Reading passage.

::::::::::

Hacker News new | ask | show | jobs
by kherud 1007 days ago
Thank you for sharing! On a tangent: I'm wondering if there are any good open source models/libraries to reconstruct audio quality. I'm thinking about an end-to-end open source alternative to something like Adobe Podcast [1] to make noisy recordings sound professional. Anecdotally it's supposed to be very good. In a recent search, I haven't found anything convincing. In my naive view this tasks seems much simpler than audio generation and the demand far bigger, since not everyone has a professional audio setup ready at all times.

[1] https://podcast.adobe.com/

5 comments

We've been researching an audio denoiser for music that we will present at the AES conference in October. Description page: https://tape.it/denoising

We'll also publish a webapp where you can use the denoiser for free. Mail me if you want beta access to it (email in profile).

It won't be open-source though, although the paper will of course be public. It will also only reduce noise, and not reconstruct other aspects of audio quality. However, it can do so on any audio (in particular music), not just speech like Adobe Podcast, and it fully preserves the audio quality. It's designed exactly for the use case you want: to make noisy recordings sound professional.

Are you sure the demo sound files are correct on the website? Couldn't appreciate any glaringly obvious differences between the original and denoised with studio grade headphones here. Or, the originals aren't noisy enough.
denoising seems to fail in the guitar and vocals example
Can you clarify where it fails? It's designed to remove stationary noise only, and removes it very well in the guitar and vocals example.

Generally speaking, if you have other sounds that you don't want in the audio, we don't remove them - it's hard to decide from a musical point of view whether you want a certain sound or not. To give an extreme example: a barking dog probably doesn't belong into a Zoom conference, but it may very well belong into your audio recording. Removing such elements would be a creative decision.

::::::::::

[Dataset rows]
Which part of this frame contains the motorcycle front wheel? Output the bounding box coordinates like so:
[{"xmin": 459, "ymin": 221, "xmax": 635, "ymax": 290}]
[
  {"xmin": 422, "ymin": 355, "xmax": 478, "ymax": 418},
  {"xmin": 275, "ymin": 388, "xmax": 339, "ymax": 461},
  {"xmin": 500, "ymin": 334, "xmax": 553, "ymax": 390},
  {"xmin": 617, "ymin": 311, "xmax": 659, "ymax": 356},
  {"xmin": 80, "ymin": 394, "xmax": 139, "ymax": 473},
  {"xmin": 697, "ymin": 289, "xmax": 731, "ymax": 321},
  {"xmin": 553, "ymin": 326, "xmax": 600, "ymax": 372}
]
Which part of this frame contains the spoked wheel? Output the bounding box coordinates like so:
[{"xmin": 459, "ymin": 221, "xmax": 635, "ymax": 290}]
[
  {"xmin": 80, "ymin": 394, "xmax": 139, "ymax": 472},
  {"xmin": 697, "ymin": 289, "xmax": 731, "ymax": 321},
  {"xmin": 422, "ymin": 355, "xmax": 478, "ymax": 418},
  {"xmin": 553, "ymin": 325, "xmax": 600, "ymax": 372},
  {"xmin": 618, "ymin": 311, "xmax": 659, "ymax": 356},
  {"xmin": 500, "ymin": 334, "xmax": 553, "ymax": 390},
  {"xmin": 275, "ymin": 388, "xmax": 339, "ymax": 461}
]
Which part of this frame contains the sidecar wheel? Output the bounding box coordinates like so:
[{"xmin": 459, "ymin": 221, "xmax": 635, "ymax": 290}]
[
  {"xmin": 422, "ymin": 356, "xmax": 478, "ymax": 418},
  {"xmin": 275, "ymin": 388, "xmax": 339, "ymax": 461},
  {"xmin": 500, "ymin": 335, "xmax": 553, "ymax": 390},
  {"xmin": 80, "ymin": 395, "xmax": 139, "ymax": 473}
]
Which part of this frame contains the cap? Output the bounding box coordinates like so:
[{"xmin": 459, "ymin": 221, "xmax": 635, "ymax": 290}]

::::::::::

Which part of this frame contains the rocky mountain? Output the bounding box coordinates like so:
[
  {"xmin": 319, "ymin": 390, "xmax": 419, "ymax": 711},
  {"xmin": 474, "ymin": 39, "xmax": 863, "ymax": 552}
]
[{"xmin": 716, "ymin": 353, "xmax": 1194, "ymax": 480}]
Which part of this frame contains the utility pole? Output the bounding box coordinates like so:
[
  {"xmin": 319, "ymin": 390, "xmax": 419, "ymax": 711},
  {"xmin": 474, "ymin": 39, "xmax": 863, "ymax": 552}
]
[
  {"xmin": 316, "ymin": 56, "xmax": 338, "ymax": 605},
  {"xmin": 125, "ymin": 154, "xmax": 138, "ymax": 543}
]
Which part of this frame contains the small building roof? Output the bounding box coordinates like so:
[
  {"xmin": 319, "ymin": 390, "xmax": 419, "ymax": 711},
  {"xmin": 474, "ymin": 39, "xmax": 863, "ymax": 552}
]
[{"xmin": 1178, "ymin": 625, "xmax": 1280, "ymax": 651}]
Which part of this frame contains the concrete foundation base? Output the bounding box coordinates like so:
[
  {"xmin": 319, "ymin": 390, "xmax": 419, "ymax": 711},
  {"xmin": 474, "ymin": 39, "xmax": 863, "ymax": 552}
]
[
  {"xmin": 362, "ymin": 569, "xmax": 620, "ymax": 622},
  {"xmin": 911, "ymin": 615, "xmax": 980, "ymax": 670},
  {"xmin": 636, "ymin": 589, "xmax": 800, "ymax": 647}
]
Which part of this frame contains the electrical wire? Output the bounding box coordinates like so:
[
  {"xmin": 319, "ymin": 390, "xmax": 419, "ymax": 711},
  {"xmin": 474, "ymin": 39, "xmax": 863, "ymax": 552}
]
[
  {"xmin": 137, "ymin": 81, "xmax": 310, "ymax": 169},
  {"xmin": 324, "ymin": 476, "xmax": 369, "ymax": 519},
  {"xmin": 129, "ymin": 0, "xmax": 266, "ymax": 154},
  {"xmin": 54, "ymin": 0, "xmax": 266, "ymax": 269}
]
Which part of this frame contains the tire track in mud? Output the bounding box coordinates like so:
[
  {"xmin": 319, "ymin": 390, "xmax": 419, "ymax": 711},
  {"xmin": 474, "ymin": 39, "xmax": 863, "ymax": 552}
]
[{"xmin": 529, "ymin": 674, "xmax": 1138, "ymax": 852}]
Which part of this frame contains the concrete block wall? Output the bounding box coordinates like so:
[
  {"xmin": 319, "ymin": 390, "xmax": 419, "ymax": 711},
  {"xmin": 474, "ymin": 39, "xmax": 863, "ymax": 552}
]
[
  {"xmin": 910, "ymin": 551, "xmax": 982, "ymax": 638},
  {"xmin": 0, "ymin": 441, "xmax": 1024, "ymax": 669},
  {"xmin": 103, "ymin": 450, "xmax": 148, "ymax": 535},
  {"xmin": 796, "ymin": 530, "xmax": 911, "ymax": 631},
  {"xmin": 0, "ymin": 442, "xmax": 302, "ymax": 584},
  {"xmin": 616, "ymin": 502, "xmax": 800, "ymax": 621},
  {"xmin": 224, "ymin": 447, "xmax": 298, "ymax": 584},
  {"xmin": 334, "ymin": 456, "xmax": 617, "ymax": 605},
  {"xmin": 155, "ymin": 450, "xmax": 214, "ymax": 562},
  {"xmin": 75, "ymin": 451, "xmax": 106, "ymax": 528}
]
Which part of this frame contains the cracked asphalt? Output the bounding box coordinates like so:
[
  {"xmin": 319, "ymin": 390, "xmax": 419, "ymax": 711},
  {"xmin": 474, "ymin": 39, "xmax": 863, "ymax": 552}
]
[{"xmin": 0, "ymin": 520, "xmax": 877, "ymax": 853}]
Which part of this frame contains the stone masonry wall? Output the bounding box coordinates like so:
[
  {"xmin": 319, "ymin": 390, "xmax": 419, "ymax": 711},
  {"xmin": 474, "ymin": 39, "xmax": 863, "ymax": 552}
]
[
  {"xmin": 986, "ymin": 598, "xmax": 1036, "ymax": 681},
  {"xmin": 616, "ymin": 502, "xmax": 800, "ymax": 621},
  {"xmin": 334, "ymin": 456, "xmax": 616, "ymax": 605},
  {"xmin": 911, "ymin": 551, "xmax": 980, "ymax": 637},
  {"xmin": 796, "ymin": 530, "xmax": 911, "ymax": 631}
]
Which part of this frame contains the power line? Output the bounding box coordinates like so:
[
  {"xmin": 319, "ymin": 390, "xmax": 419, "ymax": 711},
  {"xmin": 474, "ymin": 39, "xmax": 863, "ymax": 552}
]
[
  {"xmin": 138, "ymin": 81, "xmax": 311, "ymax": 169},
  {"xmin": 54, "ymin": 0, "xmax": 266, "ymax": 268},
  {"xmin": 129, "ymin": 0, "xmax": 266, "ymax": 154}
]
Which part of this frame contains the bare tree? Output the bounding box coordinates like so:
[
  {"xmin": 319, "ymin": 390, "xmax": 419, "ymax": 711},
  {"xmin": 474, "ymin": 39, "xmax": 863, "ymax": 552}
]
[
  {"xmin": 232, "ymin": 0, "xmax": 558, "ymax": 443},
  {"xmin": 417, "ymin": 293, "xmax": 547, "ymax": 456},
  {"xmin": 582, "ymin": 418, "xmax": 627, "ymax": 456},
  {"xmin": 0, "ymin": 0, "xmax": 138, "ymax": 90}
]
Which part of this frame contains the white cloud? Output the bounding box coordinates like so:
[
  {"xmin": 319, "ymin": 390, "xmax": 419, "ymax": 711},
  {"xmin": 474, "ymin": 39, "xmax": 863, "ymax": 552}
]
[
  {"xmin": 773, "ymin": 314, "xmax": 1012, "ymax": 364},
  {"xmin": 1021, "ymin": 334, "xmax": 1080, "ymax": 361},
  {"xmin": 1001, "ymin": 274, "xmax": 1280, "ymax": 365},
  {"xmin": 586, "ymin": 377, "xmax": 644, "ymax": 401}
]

::::::::::

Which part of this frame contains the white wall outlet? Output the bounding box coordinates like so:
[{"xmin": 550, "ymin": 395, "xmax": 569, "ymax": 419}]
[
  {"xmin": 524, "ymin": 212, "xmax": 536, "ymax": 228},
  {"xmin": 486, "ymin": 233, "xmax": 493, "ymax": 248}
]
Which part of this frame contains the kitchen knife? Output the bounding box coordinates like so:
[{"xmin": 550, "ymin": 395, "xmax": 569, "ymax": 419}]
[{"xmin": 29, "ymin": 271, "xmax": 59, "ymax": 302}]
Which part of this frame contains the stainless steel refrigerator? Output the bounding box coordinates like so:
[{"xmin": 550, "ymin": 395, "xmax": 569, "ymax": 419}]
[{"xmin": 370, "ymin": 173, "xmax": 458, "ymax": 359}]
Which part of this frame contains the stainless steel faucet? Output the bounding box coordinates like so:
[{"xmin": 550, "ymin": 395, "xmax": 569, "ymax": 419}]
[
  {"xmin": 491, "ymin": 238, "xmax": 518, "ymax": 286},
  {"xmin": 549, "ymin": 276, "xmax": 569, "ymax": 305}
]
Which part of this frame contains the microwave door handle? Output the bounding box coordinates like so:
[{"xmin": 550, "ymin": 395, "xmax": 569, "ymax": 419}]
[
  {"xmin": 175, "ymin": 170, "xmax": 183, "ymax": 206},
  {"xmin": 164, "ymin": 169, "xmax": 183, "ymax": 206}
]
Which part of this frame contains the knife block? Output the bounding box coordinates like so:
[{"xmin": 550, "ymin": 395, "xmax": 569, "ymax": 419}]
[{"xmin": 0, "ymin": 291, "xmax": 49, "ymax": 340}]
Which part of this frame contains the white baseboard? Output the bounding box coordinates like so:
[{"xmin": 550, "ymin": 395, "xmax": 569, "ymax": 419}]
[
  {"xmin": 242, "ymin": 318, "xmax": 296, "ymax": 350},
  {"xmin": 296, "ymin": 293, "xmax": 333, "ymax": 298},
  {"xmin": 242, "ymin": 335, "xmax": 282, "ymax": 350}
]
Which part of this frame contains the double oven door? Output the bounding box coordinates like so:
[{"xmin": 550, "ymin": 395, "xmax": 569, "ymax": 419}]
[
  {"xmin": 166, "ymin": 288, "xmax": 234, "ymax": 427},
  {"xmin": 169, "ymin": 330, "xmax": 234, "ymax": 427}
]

::::::::::

Task goal. Carry on the audio denoising thread from its last comment. These records have no connection to the audio denoising thread.

Response below.
The guitar and vocals example has certain clicks in the background that we don't remove - but the stationary noise is gone. Existing professional (and complex) audio restoration tools like iZotope RX don't remove those clicks, either. It's a conservative approach, sure, but in return you can throw any audio at it and it always improves it.

It’s not open but Nvidia has RTX Voice for free if you have and Nvidia card.

Only weird thing it’s designed to be used real time but I’ve had some luck on cleaning up voice recordings replayed back through it via audio routing.

There seems to have been a fork in the road:

On one side the tech for literal denoising has stagnated a bit. It’s a very hard problem to remove all noise while keeping things like transients.

On the other side, AI is being rapidly developed for it’s ability to denoise by recreating the recording, just without the noise.

In our denoiser (see other comment), we worked on combining these two forks. That’s how we can mathematically guarantee great audio quality.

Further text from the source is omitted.